— begin Excerpted passage —
I would tend to think that a difference of about 25% is significant, and no longer noise

Well, the 25% rises slightly above the level of simply "noise", in that it is likely just enough to be at least moderately consistent (not flipping to a negative value on subsequent runs of the same benchmark). For such micro operations, even 20% can easily be simply noise, IME.

I actually think that Benchmark.pm should not (by default) try to "subtract overhead" as this (understandable) attempt to increase accuracy almost always just produces misleading or useless information. If the operations being benchmarked are so small that subtracting overhead matters much, then they are also so small that (in Perl) the moderate changes in their performance almost never matter.

So I certainly disagree that getting Perl to skip stripping just the final "|" is "significant" when considering performance (but certainly could be significant as to whether your results are correct or not). Build a real script that does something useful with the benchmarked code and then add in the limit of 3 (and tolerate getting different results) and I'd be shocked if the performance difference is something anybody would notice. The total performance change might even be so small as to make it difficult to even consistently measure. (Of course, if you drastically change, for example, the data being operated on, then you can drastically change the performance differences and so the results could be completely different -- even in the opposite direction.)
— end Excerpted passage —
→ Problem to work on: Render this sentence from the benchmarking discussion above in Spanish: "The total performance change might even be so small as to make it difficult to even consistently measure."
— begin Extracted material —
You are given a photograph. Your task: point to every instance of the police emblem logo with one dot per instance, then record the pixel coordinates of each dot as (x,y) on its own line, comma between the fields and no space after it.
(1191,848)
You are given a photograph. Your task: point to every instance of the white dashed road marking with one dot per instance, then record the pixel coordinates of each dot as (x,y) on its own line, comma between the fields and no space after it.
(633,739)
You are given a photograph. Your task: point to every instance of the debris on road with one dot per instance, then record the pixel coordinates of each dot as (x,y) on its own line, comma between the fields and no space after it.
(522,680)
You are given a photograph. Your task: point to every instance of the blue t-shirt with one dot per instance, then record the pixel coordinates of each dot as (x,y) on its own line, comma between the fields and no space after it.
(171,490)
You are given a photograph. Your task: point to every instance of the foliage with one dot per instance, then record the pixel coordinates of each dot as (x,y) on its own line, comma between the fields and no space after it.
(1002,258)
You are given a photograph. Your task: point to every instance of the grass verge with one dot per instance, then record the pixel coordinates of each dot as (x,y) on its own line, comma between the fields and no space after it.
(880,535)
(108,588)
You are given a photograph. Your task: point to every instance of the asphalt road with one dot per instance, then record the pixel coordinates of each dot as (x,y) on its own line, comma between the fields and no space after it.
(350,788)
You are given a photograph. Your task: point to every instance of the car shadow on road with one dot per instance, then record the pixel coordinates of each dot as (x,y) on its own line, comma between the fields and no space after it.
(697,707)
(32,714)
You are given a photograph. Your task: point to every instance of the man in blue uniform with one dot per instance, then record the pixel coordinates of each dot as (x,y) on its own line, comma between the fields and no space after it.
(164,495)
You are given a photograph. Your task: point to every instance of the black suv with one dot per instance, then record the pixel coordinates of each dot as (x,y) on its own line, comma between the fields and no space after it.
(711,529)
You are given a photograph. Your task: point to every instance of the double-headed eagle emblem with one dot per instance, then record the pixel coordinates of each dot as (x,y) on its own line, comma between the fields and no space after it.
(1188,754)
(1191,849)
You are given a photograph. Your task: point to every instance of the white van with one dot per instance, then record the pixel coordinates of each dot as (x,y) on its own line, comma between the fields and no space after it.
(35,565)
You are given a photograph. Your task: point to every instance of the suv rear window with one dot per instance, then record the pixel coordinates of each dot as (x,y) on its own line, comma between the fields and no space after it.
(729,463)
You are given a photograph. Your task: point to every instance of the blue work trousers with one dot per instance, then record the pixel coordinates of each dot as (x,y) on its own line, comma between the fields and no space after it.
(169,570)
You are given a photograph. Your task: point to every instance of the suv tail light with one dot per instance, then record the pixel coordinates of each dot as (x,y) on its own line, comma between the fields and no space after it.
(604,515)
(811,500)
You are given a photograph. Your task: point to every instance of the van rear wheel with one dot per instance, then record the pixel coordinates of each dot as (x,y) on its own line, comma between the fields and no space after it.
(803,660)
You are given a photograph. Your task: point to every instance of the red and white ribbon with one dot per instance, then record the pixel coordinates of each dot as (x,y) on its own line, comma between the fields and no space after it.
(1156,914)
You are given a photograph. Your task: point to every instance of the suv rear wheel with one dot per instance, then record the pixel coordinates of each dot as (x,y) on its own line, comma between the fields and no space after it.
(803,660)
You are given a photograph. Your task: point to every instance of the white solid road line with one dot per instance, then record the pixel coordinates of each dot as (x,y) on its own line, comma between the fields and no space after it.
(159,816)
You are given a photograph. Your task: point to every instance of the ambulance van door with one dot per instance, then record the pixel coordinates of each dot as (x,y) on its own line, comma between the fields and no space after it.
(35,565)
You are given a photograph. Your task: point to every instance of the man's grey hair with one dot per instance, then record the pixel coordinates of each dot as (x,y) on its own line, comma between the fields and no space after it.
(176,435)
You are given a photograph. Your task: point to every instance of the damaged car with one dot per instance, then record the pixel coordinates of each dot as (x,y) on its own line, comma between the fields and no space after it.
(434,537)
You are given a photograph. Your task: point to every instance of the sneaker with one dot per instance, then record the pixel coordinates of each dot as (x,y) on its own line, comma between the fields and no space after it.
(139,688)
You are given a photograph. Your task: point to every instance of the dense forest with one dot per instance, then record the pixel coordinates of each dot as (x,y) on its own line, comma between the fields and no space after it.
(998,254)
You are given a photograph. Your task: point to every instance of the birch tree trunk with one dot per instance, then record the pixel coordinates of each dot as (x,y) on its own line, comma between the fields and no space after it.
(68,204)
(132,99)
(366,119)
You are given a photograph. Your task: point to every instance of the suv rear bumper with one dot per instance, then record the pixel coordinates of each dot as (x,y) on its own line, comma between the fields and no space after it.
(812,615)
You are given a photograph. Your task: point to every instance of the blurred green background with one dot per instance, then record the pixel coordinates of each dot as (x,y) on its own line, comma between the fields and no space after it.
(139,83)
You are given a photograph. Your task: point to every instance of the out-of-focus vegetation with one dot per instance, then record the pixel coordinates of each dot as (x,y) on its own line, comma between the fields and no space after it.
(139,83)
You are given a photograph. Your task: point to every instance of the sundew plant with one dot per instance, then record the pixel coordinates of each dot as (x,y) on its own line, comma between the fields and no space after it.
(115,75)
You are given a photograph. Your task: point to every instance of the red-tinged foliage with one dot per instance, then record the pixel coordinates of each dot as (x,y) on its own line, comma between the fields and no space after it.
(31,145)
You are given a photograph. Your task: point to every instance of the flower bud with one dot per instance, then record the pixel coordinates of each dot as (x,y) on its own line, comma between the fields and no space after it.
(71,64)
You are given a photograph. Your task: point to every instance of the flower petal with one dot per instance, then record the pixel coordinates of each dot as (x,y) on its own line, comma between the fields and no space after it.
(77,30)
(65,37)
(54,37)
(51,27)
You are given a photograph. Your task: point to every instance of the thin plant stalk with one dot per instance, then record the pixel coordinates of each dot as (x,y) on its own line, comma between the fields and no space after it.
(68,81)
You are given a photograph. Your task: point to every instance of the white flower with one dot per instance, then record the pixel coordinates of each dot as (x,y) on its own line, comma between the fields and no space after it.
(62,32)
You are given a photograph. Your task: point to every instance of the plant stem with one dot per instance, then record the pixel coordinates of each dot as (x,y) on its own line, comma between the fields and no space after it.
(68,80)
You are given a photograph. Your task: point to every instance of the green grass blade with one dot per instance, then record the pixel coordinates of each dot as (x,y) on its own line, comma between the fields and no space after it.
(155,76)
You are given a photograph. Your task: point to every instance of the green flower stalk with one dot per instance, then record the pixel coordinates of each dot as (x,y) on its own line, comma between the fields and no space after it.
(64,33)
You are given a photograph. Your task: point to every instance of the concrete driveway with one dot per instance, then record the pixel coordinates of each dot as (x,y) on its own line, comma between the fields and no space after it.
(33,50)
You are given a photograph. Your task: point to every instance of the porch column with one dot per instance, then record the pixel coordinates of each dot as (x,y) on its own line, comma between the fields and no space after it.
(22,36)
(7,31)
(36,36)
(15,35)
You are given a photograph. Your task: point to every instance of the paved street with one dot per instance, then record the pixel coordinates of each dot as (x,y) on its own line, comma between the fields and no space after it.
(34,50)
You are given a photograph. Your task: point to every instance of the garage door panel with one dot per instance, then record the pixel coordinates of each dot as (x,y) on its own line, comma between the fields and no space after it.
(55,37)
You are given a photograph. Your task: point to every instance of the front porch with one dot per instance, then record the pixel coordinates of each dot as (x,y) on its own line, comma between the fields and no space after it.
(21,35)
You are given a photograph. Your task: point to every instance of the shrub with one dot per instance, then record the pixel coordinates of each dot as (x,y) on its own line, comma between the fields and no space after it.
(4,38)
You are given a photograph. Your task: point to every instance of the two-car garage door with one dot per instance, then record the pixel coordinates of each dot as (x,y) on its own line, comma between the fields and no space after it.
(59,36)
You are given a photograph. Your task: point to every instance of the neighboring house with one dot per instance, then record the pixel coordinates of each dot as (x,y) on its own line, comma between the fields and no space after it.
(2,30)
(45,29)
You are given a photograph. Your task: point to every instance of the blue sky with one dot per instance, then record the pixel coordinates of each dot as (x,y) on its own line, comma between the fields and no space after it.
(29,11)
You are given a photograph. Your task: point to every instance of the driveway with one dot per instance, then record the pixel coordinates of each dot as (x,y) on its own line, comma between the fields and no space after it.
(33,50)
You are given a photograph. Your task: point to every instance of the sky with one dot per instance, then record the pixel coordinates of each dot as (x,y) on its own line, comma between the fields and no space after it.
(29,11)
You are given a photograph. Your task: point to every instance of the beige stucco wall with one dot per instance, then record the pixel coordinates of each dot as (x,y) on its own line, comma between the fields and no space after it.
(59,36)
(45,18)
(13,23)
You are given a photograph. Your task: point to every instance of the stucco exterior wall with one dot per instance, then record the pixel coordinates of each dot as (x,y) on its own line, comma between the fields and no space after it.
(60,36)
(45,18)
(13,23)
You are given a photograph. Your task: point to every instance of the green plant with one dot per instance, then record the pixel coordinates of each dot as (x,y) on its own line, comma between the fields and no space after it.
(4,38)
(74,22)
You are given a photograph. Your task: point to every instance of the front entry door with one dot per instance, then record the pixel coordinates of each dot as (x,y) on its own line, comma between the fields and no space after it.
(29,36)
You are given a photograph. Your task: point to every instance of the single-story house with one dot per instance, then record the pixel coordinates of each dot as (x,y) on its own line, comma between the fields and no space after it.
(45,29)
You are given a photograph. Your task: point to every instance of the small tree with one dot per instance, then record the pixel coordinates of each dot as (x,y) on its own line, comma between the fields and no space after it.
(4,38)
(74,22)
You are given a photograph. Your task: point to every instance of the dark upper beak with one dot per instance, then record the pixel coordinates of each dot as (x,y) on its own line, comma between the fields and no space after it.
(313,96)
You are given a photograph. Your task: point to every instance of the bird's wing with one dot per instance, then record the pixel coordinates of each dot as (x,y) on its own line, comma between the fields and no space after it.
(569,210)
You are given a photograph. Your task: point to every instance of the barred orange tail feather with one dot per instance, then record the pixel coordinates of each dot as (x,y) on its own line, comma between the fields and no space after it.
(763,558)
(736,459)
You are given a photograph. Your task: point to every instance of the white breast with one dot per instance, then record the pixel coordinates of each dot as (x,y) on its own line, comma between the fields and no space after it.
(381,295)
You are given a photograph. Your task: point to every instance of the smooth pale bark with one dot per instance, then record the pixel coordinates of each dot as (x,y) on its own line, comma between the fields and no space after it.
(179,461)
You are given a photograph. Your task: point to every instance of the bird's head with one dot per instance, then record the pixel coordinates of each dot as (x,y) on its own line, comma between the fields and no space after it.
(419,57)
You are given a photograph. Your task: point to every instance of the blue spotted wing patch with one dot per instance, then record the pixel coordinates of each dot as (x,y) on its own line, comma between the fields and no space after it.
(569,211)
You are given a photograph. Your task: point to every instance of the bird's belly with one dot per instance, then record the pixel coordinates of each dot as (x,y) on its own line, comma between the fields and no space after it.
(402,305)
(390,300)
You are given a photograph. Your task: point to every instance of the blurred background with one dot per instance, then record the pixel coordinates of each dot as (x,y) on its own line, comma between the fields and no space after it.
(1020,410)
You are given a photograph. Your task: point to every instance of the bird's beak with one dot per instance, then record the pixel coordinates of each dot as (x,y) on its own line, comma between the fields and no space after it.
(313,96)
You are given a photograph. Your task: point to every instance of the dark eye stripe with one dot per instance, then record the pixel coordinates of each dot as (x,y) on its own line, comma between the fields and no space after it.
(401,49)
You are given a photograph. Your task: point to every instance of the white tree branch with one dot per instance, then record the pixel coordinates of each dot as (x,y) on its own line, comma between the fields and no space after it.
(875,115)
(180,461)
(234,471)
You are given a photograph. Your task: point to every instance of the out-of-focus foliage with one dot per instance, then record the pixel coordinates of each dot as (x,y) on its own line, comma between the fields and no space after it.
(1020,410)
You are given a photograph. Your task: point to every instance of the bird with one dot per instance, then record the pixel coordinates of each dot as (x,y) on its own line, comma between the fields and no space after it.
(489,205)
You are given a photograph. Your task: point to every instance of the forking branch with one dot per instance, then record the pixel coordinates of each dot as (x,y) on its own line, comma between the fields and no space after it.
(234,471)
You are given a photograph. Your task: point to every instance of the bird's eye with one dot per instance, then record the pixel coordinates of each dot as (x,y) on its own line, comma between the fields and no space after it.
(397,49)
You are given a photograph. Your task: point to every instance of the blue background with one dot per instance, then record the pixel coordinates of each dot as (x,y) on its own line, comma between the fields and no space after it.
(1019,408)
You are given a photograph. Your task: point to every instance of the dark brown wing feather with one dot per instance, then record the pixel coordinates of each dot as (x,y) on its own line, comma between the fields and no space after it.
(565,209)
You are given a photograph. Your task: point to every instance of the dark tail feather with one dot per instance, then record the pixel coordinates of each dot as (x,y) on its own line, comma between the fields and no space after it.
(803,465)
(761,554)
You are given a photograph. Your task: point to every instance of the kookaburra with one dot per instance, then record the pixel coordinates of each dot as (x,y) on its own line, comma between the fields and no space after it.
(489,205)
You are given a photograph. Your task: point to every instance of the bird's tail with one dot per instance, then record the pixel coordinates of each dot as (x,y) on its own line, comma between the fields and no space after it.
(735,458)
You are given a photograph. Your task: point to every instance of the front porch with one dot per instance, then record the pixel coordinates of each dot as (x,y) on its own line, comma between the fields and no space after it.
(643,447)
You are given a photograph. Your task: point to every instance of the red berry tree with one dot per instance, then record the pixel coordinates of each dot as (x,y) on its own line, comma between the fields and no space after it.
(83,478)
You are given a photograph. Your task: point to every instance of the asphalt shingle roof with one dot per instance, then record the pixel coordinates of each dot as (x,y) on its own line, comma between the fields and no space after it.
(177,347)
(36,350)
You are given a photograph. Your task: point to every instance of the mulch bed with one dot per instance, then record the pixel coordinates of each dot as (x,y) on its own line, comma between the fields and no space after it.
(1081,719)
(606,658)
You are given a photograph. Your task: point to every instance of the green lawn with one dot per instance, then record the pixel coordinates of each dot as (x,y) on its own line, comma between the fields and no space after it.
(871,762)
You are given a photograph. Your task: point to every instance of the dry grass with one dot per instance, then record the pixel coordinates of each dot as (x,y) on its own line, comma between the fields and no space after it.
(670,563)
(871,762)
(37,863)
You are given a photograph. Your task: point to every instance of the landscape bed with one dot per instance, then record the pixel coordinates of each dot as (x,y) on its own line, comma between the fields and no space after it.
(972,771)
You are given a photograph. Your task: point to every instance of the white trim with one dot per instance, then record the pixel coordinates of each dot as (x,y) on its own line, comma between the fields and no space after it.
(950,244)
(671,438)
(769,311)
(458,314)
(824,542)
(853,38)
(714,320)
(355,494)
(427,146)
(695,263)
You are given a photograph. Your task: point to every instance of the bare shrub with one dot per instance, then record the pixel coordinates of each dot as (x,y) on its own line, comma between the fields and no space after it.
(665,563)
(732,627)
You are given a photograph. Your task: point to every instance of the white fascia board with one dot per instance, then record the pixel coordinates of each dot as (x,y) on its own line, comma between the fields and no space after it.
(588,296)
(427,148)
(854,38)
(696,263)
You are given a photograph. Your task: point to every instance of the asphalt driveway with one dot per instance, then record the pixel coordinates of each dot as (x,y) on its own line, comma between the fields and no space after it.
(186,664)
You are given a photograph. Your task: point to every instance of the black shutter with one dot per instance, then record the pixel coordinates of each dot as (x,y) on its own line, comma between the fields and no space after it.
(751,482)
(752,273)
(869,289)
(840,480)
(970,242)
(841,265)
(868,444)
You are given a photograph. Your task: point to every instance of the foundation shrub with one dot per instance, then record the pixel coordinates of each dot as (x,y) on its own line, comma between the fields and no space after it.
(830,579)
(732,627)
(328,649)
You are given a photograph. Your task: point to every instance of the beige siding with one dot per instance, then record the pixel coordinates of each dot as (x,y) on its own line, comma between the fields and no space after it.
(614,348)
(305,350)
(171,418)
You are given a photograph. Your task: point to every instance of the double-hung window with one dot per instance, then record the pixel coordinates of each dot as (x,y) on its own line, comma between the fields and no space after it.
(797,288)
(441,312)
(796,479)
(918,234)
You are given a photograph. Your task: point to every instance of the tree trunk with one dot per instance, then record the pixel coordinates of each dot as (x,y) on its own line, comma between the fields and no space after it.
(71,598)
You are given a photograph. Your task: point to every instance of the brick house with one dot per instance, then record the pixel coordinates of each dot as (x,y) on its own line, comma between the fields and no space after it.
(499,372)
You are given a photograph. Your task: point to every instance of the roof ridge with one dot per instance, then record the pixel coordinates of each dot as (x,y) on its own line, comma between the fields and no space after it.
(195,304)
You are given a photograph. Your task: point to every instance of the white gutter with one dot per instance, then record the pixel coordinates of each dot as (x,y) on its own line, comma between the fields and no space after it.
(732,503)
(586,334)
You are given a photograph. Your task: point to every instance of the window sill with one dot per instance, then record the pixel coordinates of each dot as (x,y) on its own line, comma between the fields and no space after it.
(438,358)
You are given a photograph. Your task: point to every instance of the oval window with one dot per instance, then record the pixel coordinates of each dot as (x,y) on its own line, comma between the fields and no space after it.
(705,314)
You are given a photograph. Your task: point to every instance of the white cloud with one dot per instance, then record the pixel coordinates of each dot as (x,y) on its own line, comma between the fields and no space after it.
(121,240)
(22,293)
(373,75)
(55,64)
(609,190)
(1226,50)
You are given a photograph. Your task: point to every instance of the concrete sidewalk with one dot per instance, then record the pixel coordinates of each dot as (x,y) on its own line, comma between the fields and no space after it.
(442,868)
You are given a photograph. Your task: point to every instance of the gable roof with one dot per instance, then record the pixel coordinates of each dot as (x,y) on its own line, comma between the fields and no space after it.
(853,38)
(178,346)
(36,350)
— end Extracted material —
→ Expected answer: El cambio total en el rendimiento podría incluso ser tan pequeño que resultaría difícil siquiera medirlo de manera consistente.